*INSTRUCTIONS FOR THE TASK*. Without the images, output every record exactly as it appears.

*** Block opens ***

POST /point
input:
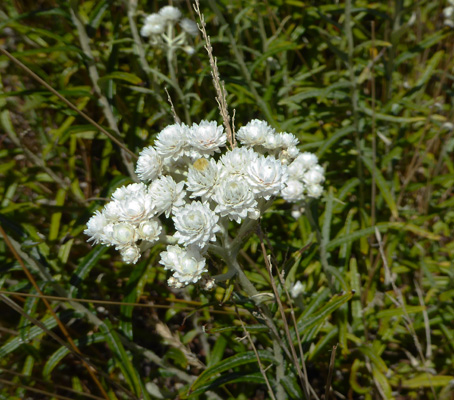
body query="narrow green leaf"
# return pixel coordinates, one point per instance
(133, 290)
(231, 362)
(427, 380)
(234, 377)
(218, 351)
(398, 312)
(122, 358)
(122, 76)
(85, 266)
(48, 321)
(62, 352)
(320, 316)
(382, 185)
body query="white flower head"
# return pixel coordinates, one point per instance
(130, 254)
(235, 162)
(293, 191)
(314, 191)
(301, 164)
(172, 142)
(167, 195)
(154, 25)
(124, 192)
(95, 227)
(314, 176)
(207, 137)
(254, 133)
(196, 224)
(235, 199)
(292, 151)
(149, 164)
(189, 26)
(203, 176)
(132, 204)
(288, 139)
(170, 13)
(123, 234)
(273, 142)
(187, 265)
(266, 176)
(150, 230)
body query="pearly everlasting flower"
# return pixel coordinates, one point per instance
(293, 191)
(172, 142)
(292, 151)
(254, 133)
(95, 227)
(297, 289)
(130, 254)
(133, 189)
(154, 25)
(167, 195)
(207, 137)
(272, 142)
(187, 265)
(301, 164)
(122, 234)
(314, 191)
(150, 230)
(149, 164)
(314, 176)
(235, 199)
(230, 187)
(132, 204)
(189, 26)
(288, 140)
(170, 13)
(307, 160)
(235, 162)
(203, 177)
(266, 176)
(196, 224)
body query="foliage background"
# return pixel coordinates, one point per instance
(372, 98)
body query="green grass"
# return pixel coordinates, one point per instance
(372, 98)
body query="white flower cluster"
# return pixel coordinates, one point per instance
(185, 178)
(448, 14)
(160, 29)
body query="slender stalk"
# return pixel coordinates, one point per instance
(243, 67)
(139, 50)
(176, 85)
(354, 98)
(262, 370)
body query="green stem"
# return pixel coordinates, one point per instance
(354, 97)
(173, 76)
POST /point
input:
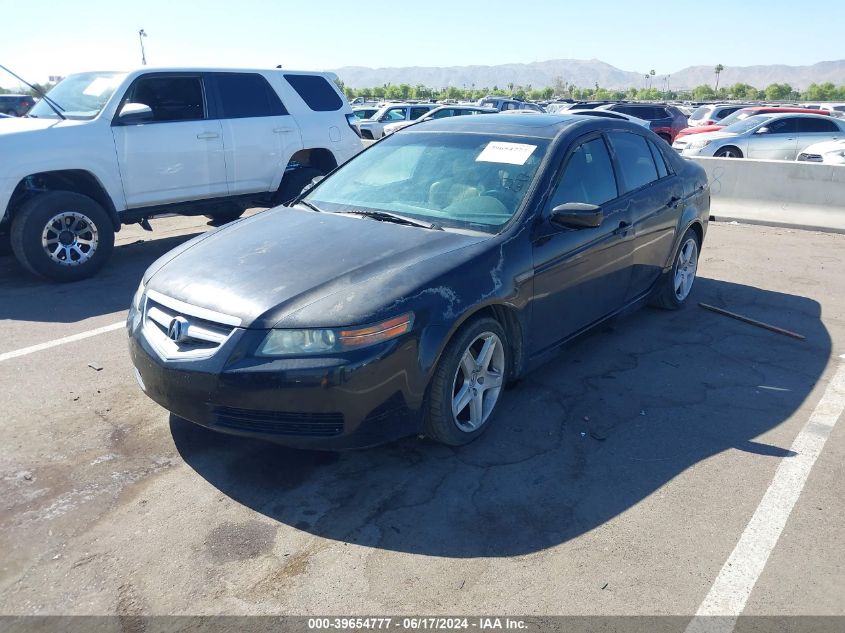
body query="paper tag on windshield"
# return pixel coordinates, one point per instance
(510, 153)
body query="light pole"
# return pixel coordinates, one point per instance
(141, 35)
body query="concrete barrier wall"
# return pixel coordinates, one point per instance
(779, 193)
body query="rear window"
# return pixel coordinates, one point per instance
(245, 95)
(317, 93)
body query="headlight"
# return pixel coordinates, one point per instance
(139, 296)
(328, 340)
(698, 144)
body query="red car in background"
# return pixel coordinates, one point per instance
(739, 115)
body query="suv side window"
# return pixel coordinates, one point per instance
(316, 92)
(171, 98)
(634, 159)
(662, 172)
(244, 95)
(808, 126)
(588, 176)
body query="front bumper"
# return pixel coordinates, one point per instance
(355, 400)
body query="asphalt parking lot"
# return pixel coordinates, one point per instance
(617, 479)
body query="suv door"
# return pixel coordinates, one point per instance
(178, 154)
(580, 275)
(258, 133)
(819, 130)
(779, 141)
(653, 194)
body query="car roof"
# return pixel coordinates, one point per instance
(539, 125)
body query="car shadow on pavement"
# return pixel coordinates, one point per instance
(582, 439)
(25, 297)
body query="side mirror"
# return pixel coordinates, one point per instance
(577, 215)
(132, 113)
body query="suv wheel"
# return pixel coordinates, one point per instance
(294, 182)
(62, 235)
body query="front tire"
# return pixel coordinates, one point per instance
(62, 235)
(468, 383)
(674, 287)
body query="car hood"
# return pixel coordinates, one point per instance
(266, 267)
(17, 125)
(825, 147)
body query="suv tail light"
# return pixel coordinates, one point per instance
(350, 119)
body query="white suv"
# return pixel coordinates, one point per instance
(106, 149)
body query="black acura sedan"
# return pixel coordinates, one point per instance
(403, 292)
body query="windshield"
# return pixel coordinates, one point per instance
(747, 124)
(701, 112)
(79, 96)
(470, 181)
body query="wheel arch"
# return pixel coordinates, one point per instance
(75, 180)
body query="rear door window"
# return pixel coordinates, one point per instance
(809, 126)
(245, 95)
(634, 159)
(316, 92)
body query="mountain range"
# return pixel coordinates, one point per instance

*** Block closes ***

*EXERCISE RESPONSE*.
POST /point
input:
body query="narrow green leaf"
# return pixel coordinates, one point per instance
(133, 290)
(231, 362)
(427, 380)
(234, 377)
(218, 351)
(398, 312)
(122, 358)
(122, 76)
(85, 266)
(48, 321)
(62, 352)
(320, 316)
(382, 185)
body query="white flower head"
# return pixel coordinates, one point per instance
(130, 254)
(235, 162)
(293, 191)
(314, 191)
(301, 164)
(172, 142)
(167, 195)
(154, 25)
(124, 192)
(95, 227)
(314, 176)
(207, 137)
(254, 133)
(196, 224)
(235, 199)
(292, 151)
(149, 164)
(189, 26)
(203, 176)
(132, 204)
(288, 139)
(170, 13)
(123, 234)
(273, 142)
(187, 265)
(266, 176)
(150, 230)
body query="pearly everlasting flower"
# return pixel coordinates, one point per instance
(293, 191)
(172, 142)
(292, 151)
(254, 133)
(95, 227)
(297, 289)
(130, 254)
(133, 189)
(154, 25)
(167, 195)
(207, 137)
(272, 142)
(187, 265)
(301, 164)
(122, 234)
(314, 191)
(150, 230)
(149, 164)
(314, 176)
(235, 199)
(230, 187)
(132, 204)
(189, 26)
(288, 140)
(170, 13)
(307, 160)
(235, 162)
(203, 177)
(266, 176)
(196, 224)
body query="foliage background"
# return pixel coordinates, one point per instance
(372, 98)
body query="green grass"
# return pixel coordinates, one point per instance
(372, 98)
body query="white flower cluster"
# return pixel coordinates, one point per instance
(185, 178)
(448, 14)
(160, 29)
body query="slender stalk"
# return pixel coordinates, one point per instance
(243, 67)
(139, 50)
(176, 85)
(354, 98)
(262, 370)
body query="green stem"
# return pixel coordinates, one point per instance
(354, 97)
(173, 76)
POST /point
input:
body query="paper tag on windshield"
# return pixel coordinates, one point per instance
(510, 153)
body query="light pole"
# return pixel coordinates, one point per instance
(141, 35)
body query="concrete barrier wall"
# return pixel coordinates, one point per instance
(779, 193)
body query="rear window"
# return pixel coordinates, one point per instance
(245, 95)
(317, 93)
body query="headlight"
# return pixel coordinates, one point per instance
(139, 296)
(328, 340)
(698, 144)
body query="red car in background"
# return pixel coordinates, one point per instance
(739, 115)
body query="suv side window"
# return pixel coordinates, one point per instance
(316, 92)
(171, 98)
(634, 159)
(662, 172)
(244, 95)
(808, 126)
(588, 176)
body query="front bumper"
# return pixel coordinates, one point per instance
(355, 400)
body query="asphalt parking lot"
# return pixel coordinates, one point per instance
(617, 479)
body query="suv door"
# return pixel coordinates, one point per instance
(178, 154)
(580, 275)
(258, 133)
(819, 130)
(779, 141)
(653, 194)
body query="car roof"
# return pixel coordinates, one point per instance
(539, 125)
body query="car shadow on pavement"
# return pixel coordinates, one point per instance
(582, 439)
(25, 297)
body query="side mirror"
# return pixel coordinates, one point per instance
(577, 215)
(132, 113)
body query="suv wheel"
# return pixel coordinates, one point per instance
(294, 182)
(62, 235)
body query="front tire"
# return pixel coordinates, one point per instance
(62, 235)
(468, 383)
(674, 287)
body query="car hood"
# return pixel coordinates, one point per instance
(266, 267)
(17, 125)
(825, 147)
body query="suv tail light"
# return pixel coordinates, one point per instance
(350, 119)
body query="white suv"
# return pixel coordinates, one point per instance
(106, 149)
body query="black acura sedan"
# return pixel coordinates, one point per instance
(403, 292)
body query="windshield"
# return pixel coordinates, one point per instance
(747, 124)
(701, 112)
(79, 96)
(470, 181)
body query="wheel arch"
# return pixel coordinates, one point per instance
(75, 180)
body query="rear door window"
# return pixel coordinates, one point per instance
(809, 126)
(245, 95)
(634, 159)
(316, 92)
body query="mountain range"
# return pixel coordinates, one point per instance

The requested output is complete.